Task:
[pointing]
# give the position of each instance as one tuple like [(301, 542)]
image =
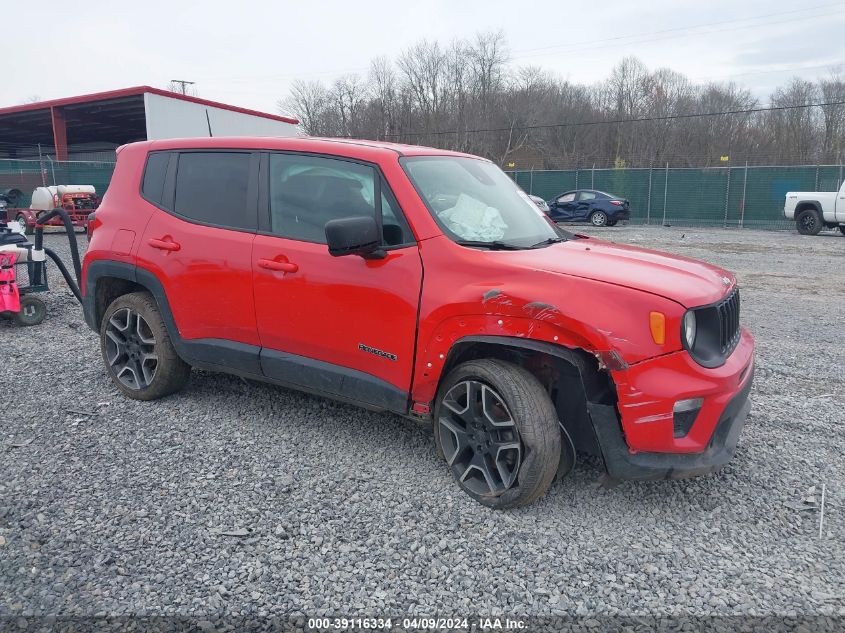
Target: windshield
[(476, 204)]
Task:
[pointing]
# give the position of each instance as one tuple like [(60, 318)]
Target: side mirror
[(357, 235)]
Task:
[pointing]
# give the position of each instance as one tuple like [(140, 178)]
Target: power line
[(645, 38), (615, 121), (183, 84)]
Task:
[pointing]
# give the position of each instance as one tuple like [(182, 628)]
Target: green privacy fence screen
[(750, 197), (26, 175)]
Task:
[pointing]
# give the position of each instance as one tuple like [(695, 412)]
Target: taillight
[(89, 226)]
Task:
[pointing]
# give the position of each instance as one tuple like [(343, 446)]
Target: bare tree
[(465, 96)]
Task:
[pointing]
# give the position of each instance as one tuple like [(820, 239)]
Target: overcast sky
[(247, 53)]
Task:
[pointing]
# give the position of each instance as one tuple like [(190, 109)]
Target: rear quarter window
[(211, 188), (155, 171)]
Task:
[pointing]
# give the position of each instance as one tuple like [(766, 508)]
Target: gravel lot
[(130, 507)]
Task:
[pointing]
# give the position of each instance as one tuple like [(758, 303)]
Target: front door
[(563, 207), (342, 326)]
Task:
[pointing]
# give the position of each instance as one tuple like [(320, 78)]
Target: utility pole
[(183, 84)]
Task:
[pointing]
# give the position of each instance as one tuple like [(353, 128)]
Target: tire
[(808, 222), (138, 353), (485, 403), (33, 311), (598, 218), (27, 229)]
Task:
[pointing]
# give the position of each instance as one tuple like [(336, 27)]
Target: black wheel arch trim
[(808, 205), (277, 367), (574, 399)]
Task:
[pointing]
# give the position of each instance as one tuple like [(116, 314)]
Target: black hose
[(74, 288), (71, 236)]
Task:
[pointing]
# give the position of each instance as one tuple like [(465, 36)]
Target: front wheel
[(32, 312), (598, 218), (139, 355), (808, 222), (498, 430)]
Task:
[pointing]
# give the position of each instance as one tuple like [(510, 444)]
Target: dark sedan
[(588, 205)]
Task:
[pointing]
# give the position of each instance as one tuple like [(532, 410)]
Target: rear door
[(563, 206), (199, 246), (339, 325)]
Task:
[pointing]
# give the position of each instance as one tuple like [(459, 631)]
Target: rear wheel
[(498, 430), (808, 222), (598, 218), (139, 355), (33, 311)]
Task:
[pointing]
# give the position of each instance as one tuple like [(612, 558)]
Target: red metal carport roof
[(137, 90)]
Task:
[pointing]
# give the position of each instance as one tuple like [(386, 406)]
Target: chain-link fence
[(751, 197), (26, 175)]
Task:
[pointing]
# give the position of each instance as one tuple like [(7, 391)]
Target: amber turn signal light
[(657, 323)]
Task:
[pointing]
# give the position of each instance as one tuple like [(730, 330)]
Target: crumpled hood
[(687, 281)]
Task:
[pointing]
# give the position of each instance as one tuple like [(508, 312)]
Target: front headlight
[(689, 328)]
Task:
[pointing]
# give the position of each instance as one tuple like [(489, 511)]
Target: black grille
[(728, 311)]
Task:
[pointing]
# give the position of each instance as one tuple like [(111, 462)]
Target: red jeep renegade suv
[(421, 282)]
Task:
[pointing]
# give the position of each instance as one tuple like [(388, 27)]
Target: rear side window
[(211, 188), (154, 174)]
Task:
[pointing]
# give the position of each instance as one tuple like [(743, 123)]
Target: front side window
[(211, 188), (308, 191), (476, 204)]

+===+

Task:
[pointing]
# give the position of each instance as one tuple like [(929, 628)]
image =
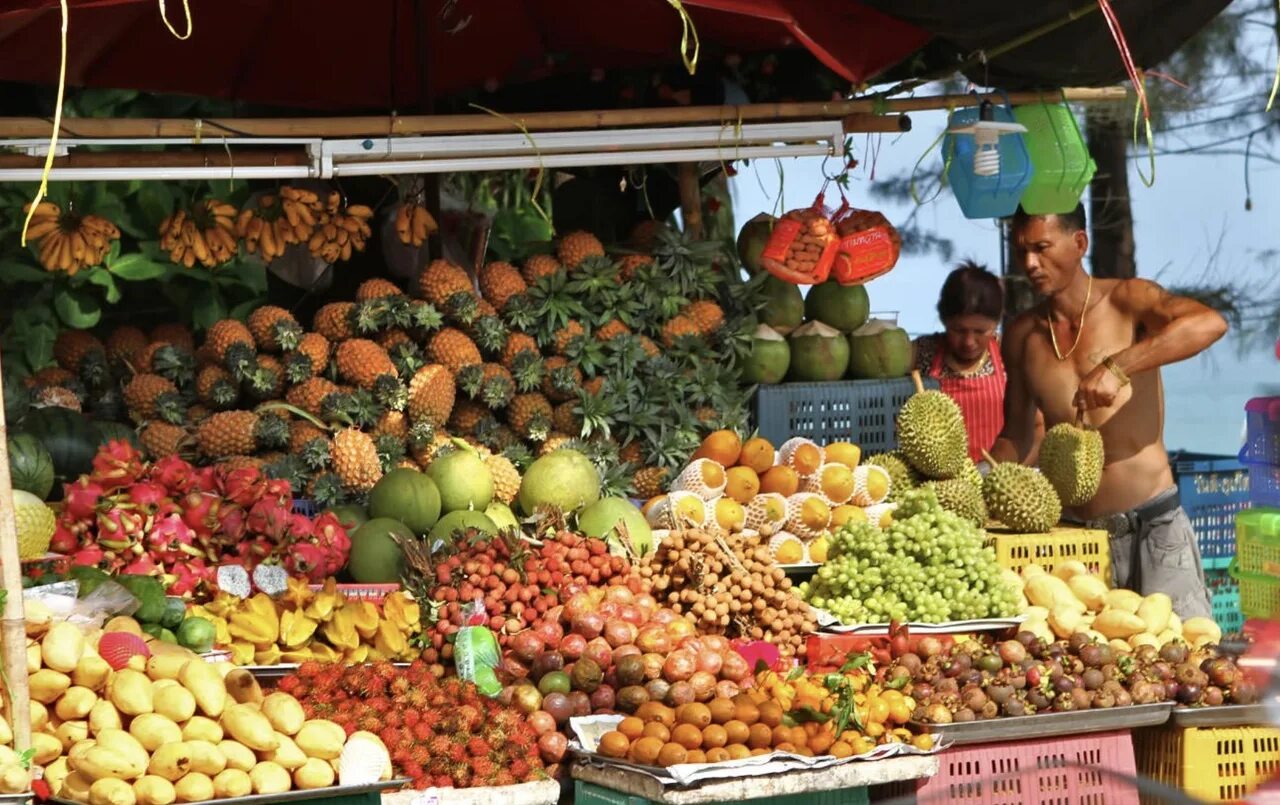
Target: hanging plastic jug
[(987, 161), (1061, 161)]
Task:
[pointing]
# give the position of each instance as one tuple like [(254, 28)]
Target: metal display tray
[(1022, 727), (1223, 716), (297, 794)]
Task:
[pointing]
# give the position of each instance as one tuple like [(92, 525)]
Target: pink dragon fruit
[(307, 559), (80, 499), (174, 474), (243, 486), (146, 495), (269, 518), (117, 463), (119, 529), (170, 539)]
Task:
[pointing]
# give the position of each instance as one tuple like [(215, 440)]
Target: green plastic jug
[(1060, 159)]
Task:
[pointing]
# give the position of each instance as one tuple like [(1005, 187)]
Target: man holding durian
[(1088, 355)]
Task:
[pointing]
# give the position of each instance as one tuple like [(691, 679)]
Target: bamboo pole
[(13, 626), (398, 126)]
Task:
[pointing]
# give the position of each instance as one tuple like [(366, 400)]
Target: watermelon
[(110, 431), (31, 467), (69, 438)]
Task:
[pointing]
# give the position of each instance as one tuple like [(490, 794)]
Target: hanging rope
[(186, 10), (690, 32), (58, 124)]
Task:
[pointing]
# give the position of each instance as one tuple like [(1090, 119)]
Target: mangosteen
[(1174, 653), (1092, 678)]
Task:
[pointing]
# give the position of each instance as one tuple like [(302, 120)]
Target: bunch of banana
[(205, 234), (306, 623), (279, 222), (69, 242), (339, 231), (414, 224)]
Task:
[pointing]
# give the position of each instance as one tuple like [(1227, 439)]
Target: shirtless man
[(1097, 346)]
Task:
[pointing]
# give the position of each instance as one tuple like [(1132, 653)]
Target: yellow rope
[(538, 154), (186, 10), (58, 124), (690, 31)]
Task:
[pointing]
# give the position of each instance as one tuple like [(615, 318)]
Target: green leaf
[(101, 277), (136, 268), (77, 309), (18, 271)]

+===+

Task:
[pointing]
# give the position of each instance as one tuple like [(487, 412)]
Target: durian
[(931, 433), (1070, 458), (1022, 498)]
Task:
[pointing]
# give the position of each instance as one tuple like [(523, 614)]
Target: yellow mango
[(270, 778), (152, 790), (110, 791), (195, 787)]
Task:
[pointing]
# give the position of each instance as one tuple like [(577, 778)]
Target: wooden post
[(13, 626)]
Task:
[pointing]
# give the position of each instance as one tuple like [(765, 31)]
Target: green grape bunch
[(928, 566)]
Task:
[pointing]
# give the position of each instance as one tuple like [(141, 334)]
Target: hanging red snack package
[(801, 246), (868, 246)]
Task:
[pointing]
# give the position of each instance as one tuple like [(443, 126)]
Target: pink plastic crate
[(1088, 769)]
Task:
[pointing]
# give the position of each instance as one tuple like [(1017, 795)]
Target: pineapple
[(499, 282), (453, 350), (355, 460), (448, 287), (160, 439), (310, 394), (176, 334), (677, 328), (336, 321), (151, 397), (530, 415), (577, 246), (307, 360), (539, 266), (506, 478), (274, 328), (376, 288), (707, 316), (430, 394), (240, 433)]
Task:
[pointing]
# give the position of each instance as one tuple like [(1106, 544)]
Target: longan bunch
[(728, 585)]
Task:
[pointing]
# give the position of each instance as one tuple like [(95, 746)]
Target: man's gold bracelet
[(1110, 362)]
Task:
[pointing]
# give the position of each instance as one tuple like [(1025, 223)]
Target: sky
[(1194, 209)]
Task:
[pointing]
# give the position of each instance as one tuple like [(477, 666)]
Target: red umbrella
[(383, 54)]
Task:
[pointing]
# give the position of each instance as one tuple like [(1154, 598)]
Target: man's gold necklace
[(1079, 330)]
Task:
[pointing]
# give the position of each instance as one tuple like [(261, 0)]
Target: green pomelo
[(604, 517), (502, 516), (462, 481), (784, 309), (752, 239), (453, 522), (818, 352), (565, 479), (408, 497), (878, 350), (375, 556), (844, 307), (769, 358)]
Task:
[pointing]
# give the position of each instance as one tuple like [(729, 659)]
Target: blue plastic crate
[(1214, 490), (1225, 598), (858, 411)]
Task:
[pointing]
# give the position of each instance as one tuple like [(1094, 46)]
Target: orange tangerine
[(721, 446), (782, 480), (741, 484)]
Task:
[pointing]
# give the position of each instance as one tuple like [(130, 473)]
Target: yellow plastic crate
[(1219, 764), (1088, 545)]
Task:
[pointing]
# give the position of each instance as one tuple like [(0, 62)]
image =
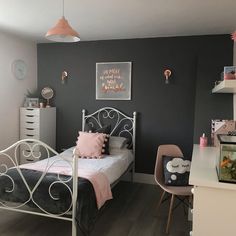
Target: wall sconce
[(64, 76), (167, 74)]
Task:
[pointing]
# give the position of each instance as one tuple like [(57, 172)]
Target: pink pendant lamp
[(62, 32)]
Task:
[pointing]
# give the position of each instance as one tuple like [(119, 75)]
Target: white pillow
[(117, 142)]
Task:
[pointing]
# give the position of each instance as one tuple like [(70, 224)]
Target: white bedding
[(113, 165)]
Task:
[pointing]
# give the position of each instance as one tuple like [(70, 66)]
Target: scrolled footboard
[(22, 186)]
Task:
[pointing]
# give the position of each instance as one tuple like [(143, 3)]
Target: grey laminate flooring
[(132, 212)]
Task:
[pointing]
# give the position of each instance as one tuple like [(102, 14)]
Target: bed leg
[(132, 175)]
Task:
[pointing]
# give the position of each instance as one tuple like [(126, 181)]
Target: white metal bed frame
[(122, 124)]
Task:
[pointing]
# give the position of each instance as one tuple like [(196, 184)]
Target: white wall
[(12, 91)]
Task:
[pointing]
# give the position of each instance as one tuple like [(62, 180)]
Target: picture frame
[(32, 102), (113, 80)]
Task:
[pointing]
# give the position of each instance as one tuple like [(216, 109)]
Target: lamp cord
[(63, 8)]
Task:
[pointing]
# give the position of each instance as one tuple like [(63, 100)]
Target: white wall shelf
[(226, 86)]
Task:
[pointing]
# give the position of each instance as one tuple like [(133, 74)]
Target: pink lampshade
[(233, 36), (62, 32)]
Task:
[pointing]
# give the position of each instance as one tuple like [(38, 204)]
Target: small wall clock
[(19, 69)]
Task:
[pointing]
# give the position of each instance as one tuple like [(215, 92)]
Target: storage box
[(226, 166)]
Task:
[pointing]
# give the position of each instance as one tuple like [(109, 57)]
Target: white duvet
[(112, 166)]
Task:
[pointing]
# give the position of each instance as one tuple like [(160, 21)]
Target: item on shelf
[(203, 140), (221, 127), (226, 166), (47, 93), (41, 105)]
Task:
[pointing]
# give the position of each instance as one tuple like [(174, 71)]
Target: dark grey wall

+===+

**TASK PROMPT**: Find every line in the records above that contains the string "dark", matching case exactly, and copy each of those lines.

**RESULT OF THIS TASK**:
Target: dark sedan
Target: dark grey wall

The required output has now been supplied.